■ **Description of the task**:
In the entries below, find the line with "of tram roof." and the line with "instances of overhead". Print those two and everything between them exactly, and nothing else.

■ **Records shown**:
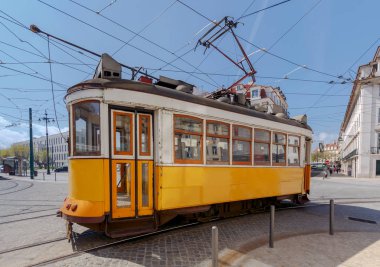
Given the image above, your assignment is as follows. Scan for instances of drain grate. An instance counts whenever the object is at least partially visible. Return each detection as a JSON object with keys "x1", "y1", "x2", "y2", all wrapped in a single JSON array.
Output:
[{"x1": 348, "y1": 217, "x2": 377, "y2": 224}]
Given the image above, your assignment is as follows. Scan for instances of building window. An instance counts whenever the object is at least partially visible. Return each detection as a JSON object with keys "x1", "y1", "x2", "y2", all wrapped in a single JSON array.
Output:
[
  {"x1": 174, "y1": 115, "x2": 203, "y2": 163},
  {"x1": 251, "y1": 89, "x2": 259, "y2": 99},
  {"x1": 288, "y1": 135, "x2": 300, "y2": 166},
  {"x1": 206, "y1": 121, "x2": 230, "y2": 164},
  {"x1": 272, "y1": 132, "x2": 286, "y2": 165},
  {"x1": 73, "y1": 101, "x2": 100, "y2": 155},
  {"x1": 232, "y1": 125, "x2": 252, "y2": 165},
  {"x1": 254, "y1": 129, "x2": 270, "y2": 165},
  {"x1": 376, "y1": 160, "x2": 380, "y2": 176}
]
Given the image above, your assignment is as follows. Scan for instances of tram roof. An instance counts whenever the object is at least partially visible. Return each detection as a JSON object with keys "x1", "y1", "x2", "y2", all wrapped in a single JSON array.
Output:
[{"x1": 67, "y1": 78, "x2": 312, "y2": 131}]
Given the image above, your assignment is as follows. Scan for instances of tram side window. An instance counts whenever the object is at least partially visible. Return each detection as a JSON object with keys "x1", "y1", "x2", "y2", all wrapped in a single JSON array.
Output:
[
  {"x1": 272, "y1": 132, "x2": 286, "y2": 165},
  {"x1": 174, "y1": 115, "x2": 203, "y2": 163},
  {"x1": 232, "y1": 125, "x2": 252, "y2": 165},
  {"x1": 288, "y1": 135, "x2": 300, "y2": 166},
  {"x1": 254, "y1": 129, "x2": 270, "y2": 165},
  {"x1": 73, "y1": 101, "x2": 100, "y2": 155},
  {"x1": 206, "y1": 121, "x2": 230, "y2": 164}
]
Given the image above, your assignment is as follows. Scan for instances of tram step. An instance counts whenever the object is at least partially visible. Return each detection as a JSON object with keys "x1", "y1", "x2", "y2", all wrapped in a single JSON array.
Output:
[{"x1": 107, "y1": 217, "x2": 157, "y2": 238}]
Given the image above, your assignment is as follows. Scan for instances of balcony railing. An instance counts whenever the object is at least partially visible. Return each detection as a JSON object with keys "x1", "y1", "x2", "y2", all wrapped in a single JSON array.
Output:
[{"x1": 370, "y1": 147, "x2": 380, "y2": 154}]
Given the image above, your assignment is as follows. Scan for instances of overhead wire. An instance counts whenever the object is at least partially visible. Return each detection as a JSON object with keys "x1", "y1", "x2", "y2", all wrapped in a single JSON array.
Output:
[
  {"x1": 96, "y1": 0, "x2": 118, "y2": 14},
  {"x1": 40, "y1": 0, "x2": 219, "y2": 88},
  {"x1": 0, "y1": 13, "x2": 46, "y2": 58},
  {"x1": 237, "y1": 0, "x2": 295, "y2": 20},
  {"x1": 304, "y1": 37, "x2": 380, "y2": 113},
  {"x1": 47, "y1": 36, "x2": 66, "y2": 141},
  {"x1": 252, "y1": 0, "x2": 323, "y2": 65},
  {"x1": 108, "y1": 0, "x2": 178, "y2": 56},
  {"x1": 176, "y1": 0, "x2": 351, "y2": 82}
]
==
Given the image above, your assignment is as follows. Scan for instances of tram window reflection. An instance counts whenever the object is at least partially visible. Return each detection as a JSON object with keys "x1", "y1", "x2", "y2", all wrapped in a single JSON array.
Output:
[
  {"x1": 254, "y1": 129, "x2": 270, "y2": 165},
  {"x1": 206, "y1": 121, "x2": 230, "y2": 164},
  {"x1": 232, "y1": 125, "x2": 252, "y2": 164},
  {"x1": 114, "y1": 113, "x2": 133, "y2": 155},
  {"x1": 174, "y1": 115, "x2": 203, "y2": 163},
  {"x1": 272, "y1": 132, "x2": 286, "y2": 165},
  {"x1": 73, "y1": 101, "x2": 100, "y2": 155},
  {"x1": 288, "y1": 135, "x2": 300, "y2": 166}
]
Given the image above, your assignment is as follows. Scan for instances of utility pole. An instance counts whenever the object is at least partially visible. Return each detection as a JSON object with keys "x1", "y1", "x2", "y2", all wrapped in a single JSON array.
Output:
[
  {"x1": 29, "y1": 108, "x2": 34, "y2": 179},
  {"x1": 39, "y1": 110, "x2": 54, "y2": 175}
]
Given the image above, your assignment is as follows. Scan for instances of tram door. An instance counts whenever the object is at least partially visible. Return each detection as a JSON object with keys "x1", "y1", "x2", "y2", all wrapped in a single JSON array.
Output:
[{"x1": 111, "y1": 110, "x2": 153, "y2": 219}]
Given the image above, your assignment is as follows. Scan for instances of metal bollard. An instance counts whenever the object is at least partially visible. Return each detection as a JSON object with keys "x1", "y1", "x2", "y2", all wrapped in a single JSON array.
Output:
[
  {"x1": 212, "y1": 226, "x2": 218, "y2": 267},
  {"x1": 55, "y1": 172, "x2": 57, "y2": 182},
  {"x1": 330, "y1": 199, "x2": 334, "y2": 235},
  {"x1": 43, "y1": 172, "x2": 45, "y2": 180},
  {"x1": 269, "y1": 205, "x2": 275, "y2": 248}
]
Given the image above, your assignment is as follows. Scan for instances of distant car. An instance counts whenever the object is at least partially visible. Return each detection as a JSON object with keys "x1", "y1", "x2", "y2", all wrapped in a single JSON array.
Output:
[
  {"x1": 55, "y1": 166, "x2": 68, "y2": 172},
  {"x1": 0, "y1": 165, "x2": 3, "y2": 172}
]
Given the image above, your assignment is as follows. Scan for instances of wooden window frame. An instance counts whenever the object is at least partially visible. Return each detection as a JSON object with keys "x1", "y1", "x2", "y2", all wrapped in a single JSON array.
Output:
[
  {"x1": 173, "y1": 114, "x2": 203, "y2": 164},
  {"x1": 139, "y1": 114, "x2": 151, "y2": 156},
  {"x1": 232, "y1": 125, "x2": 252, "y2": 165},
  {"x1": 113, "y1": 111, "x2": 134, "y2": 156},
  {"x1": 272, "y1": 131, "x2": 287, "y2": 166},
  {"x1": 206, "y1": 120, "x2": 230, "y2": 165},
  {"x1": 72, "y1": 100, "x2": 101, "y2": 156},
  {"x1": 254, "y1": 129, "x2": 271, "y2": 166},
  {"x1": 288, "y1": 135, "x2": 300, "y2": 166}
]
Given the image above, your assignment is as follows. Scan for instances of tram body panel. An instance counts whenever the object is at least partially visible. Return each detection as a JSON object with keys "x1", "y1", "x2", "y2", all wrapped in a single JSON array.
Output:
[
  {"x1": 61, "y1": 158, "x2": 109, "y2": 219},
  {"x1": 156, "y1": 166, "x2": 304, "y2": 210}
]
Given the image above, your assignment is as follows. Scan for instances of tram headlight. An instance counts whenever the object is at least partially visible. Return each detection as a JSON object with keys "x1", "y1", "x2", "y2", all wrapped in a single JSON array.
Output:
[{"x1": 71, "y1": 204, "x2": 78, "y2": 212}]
--
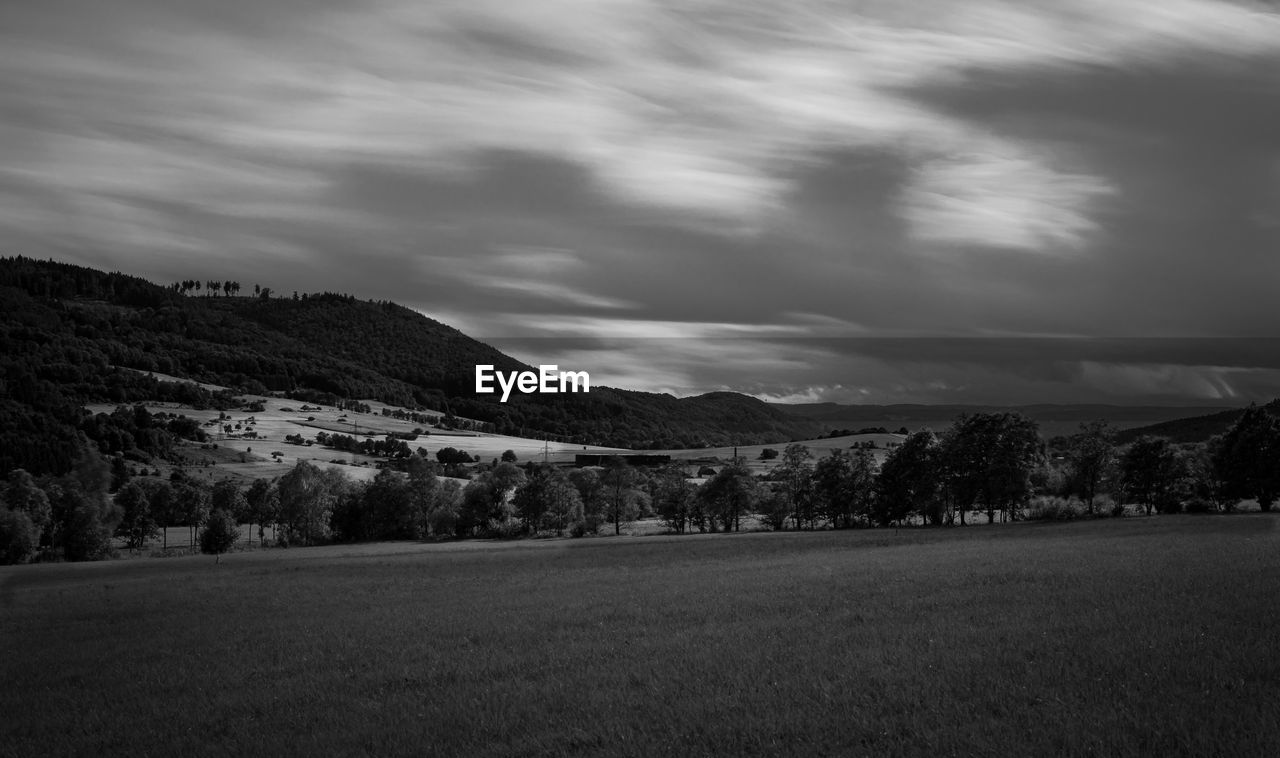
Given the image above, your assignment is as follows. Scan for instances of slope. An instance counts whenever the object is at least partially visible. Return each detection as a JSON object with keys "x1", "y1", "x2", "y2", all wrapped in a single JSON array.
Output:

■ **Solved exercise**:
Given the image above, your assignment is as follows. Scan for instances of tram roof. An instance counts whenever the object is at least partially visible. Return each detection as a JSON object with keys "x1", "y1", "x2", "y2", all wrapped in a single JSON array.
Output:
[{"x1": 67, "y1": 78, "x2": 312, "y2": 131}]
Given the image above, your assignment is as follows. Scan for instances of tram side window. An instance counts whenever the object is at least partially visible. Return each detection as a JSON object with keys "x1", "y1", "x2", "y2", all wrapped in a single JSON array.
Output:
[
  {"x1": 272, "y1": 132, "x2": 286, "y2": 165},
  {"x1": 174, "y1": 115, "x2": 203, "y2": 163},
  {"x1": 232, "y1": 125, "x2": 252, "y2": 165},
  {"x1": 288, "y1": 135, "x2": 300, "y2": 166},
  {"x1": 254, "y1": 129, "x2": 270, "y2": 165},
  {"x1": 73, "y1": 101, "x2": 100, "y2": 155},
  {"x1": 206, "y1": 121, "x2": 230, "y2": 164}
]
Given the image above, your assignment is as follows. Scan for instances of tram step. An instance counts whenever the object is at least partially visible. Return each detection as a JSON object with keys "x1", "y1", "x2", "y2", all wrapped in a single JSON array.
Output:
[{"x1": 107, "y1": 217, "x2": 157, "y2": 238}]
Given the image above, your assignment is as follows. Scan for instances of balcony railing. An instance counts whenever the object is at least partially visible. Return each detection as a JSON object with keys "x1", "y1", "x2", "y2", all wrapped in a single JSON array.
Output:
[{"x1": 370, "y1": 147, "x2": 380, "y2": 154}]
Given the image above, your assignment is as follows. Scan for instances of overhead wire. An instance counts whenever the object is at least partially visible. Return each detection as a JSON object with keys "x1", "y1", "x2", "y2", all wrapped in a single JSON array.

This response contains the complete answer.